**Instructions to follow**
Scan the records below for the word "brass". Copy each line where it appears.

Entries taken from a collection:
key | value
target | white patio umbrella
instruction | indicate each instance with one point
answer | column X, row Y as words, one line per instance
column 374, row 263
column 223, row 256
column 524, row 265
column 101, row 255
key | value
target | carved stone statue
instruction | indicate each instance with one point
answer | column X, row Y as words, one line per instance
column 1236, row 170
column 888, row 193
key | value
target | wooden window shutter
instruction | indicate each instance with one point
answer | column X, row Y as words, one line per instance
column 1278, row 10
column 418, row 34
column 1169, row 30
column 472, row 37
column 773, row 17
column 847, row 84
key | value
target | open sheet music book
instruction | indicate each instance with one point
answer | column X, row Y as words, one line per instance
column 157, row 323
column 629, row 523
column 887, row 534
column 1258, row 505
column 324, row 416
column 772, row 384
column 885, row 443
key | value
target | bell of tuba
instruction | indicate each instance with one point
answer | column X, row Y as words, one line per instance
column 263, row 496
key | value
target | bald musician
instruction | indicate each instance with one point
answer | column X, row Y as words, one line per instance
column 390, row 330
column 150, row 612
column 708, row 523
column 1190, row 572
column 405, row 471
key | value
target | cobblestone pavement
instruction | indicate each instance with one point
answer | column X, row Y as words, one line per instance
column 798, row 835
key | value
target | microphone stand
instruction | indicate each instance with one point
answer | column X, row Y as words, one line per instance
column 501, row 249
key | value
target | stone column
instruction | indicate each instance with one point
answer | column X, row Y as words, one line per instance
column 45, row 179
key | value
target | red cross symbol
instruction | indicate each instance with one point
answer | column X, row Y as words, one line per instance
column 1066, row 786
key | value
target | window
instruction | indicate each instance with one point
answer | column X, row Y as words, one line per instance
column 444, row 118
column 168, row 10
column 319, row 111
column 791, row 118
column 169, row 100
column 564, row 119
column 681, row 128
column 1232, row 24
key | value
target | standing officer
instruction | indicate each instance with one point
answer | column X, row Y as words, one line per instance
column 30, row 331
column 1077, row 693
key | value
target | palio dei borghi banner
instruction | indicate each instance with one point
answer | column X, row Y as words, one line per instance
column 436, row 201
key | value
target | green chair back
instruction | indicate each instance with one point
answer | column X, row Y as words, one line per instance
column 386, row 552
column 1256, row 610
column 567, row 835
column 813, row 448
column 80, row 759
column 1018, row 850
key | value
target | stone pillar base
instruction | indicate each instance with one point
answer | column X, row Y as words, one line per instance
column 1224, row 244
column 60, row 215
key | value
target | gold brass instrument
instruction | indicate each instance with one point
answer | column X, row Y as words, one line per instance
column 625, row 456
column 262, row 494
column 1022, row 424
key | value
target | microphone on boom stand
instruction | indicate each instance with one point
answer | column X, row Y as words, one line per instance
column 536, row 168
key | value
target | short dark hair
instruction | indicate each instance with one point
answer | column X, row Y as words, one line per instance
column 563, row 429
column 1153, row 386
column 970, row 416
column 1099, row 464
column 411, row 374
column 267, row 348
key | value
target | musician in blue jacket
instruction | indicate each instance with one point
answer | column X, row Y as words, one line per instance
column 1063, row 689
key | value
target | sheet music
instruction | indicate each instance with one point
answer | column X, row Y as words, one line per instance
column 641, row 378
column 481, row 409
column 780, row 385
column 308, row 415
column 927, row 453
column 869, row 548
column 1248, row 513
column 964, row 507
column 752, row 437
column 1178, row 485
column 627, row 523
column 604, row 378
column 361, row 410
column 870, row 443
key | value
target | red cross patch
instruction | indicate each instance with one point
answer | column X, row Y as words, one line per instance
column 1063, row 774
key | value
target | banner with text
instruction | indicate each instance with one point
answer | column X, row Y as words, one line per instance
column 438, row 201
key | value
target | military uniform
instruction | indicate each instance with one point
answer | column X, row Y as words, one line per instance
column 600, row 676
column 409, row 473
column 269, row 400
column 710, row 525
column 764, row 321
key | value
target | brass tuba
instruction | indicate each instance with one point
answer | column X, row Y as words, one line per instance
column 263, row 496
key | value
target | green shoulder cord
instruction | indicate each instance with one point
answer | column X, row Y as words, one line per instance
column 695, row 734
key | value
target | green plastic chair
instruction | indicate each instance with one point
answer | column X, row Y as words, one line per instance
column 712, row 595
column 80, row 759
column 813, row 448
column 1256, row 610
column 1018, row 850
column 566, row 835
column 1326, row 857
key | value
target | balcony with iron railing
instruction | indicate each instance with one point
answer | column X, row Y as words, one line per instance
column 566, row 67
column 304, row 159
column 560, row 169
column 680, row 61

**Solution for this exercise**
target | gold brass instrument
target | brass tuba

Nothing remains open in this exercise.